___ Data records

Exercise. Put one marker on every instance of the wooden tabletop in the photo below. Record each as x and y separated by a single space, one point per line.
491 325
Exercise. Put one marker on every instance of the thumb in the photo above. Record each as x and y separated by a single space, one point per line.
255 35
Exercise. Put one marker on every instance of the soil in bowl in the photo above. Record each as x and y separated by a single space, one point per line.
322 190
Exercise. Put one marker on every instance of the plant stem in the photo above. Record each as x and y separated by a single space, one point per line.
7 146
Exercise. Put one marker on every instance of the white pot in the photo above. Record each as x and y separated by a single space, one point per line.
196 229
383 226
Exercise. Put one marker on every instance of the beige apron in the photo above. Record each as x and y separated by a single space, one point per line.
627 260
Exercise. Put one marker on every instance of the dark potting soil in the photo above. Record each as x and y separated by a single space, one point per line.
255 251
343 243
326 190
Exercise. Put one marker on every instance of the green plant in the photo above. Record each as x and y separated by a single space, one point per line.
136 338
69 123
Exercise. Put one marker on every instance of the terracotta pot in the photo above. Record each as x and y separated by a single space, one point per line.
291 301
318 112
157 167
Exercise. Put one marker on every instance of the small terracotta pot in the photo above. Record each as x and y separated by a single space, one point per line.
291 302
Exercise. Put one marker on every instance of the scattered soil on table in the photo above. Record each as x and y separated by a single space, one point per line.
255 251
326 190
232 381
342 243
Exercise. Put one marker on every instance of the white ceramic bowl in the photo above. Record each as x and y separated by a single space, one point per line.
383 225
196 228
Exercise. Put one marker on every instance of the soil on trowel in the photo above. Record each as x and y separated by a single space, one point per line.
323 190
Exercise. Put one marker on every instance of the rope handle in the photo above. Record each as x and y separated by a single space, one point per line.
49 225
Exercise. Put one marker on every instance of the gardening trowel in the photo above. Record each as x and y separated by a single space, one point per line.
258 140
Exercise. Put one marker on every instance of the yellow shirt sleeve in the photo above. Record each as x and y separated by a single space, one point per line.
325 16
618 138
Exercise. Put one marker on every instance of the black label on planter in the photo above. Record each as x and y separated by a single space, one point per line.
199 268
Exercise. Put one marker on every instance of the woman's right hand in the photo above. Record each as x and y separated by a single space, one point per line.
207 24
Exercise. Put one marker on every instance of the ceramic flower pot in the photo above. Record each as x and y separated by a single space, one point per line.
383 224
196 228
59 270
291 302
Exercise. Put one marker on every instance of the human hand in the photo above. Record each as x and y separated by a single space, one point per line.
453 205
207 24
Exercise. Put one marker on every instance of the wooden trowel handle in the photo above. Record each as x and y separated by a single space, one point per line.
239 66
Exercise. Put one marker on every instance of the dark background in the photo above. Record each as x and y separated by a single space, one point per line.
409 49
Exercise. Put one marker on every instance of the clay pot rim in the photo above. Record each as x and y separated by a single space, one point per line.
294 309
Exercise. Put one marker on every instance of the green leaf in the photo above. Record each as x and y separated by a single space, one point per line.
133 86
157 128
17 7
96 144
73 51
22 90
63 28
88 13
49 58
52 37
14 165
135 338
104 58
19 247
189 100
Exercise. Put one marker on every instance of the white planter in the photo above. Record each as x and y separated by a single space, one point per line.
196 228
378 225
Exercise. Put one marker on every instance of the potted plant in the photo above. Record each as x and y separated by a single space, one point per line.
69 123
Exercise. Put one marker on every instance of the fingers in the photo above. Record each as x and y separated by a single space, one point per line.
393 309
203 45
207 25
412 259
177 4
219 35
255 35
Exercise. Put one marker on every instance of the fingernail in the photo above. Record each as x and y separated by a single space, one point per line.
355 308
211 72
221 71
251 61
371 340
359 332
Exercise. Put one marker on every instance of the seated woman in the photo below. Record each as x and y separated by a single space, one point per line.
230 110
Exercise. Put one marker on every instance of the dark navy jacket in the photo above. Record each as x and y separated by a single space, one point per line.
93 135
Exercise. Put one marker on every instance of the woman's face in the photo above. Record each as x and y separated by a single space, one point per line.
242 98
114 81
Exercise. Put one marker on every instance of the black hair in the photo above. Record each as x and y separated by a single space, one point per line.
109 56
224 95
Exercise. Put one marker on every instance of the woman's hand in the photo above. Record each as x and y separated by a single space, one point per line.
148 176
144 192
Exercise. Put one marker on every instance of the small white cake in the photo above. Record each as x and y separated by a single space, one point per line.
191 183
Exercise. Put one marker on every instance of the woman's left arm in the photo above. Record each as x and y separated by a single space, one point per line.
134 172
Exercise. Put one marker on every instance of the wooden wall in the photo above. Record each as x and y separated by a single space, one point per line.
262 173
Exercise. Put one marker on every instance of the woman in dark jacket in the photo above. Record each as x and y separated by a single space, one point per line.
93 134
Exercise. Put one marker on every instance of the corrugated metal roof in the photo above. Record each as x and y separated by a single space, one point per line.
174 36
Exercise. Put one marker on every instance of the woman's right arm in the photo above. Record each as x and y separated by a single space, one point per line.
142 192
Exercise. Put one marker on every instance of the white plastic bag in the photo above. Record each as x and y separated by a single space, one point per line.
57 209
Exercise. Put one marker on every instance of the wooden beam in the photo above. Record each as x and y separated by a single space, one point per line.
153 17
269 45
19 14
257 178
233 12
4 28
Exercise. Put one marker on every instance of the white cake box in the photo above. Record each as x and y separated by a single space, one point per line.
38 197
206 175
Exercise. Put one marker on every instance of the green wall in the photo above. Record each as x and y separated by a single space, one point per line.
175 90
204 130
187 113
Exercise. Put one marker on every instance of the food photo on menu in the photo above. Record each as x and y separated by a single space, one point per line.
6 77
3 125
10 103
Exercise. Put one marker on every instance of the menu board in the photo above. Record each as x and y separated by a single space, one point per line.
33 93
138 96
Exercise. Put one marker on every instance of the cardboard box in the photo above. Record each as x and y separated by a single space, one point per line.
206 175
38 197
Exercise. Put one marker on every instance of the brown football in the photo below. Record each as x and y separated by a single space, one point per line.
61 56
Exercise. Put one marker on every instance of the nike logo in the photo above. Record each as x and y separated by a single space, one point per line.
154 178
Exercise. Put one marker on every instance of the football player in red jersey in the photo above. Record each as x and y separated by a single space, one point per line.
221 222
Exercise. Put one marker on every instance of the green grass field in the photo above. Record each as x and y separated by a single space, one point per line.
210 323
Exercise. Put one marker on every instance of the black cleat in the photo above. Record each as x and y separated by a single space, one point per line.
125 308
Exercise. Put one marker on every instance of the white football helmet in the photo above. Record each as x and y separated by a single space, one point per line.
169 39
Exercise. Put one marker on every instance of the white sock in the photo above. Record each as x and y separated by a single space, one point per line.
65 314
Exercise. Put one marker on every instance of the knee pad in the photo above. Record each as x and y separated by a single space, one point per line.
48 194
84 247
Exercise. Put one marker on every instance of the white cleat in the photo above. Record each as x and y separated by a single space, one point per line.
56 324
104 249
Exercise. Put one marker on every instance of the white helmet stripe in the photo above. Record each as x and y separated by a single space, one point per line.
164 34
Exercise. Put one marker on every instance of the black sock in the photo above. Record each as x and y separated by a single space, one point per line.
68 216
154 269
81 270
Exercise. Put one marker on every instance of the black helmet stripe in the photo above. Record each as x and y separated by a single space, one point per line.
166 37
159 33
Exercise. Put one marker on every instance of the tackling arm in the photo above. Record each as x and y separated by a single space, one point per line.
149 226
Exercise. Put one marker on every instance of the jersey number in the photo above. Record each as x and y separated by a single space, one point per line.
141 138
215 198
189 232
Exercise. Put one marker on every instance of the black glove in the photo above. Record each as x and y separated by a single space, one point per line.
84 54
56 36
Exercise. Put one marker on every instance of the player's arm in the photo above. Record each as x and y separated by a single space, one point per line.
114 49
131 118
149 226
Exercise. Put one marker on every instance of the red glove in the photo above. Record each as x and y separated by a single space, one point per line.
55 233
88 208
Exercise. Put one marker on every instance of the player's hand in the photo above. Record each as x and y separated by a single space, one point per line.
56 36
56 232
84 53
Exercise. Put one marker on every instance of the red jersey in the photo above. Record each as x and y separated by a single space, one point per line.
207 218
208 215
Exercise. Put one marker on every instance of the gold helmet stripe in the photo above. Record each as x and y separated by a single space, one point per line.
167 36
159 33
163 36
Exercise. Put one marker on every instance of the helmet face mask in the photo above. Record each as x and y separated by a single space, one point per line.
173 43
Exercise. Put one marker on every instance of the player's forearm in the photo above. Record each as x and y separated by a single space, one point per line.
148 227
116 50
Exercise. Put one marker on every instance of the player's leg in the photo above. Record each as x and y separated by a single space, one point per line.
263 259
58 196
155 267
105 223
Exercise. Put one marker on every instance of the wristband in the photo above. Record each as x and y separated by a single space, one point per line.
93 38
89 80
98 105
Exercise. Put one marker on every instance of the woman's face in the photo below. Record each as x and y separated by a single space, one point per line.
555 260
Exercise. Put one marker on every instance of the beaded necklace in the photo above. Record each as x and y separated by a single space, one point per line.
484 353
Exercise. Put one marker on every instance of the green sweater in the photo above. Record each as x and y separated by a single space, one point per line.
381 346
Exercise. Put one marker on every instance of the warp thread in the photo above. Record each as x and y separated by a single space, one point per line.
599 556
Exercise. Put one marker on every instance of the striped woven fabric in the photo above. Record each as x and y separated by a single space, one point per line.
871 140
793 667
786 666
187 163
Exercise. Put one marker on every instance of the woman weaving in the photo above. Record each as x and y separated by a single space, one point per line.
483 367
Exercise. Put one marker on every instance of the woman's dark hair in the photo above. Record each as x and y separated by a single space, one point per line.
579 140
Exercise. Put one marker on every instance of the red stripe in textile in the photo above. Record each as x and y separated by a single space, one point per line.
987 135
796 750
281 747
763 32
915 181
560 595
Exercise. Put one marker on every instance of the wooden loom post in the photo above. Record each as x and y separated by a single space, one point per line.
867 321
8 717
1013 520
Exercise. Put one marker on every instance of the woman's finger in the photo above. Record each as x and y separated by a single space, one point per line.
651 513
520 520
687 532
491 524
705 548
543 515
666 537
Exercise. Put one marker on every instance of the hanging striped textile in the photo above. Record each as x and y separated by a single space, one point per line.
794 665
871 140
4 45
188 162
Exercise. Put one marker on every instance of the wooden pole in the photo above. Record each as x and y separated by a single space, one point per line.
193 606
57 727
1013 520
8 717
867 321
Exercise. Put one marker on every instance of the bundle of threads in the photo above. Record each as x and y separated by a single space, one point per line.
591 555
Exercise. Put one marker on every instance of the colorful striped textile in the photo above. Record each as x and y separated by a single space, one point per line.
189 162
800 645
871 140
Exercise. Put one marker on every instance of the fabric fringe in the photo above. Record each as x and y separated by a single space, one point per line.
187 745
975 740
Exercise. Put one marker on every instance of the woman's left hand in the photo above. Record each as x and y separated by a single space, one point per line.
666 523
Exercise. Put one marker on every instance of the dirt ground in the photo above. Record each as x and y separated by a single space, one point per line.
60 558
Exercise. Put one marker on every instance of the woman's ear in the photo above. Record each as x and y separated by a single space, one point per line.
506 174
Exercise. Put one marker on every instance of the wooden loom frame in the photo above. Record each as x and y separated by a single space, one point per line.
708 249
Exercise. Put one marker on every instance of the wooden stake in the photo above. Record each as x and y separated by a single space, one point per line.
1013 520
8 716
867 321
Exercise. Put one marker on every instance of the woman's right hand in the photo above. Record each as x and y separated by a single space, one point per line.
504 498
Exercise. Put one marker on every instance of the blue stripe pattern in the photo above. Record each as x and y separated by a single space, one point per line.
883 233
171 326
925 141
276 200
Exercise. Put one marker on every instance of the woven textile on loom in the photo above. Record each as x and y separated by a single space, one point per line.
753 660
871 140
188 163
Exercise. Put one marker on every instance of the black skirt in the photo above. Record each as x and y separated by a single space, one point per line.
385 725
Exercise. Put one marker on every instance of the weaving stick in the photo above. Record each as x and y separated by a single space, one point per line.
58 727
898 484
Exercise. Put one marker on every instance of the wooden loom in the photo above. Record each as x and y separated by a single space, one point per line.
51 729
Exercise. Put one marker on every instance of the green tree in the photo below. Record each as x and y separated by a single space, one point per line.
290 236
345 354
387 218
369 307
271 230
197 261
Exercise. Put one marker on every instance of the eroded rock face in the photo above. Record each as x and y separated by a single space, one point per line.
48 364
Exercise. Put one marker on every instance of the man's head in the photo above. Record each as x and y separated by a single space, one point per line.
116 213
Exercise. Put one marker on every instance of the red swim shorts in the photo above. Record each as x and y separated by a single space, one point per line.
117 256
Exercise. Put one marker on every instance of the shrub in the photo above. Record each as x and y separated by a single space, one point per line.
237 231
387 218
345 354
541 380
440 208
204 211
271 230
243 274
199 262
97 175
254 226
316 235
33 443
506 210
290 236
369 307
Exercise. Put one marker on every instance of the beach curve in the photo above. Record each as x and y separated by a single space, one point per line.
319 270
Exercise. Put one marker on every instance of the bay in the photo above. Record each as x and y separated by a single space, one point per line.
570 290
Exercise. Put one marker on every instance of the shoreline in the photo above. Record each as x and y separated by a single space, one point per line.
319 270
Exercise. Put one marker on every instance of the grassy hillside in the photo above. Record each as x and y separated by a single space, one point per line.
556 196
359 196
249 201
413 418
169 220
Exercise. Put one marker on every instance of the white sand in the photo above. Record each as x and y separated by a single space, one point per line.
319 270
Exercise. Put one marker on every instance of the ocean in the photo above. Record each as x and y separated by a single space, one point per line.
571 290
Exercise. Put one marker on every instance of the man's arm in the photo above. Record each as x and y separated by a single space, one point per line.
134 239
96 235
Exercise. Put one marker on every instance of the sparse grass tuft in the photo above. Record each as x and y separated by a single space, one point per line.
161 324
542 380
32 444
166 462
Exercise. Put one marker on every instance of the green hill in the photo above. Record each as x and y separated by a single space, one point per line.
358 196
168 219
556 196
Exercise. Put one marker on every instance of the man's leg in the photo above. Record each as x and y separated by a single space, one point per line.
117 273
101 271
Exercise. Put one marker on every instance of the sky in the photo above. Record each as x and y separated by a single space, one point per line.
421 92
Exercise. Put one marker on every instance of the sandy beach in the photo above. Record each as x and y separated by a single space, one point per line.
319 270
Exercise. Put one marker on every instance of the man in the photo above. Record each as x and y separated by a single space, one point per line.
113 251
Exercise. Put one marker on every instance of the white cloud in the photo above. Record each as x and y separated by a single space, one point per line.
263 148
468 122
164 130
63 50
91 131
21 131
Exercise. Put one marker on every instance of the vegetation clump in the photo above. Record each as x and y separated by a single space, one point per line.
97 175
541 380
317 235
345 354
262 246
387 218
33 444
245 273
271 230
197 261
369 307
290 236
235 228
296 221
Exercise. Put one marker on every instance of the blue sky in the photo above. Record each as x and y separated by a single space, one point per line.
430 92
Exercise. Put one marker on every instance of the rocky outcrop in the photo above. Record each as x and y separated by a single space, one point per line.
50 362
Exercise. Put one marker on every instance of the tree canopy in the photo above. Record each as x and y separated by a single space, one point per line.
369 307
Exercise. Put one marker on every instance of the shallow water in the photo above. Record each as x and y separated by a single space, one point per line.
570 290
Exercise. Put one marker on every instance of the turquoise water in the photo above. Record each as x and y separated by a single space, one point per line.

______

Repeat, word for word, every line from the line that contains "Exercise. Put one marker on every instance of the rocky" to the end of the entries; include both of those lines and no others.

(Output for this exercise):
Exercise. Put one marker on every instance of the rocky outcrop in the photo above. Record each as x and y separated by a single space, one point per line.
50 362
Exercise. Put one marker on every instance of the tree canopy in the photo above. Record each as x and y separated by a single space, one point per line.
369 307
Exercise. Put one marker on every instance of the shallow water in the photo above. Record each as x and y separated by a single space, one point per line.
570 290
Exercise. Put one marker on every instance of the turquoise water in the photo above. Record each as x and y separated by a single space, one point per line.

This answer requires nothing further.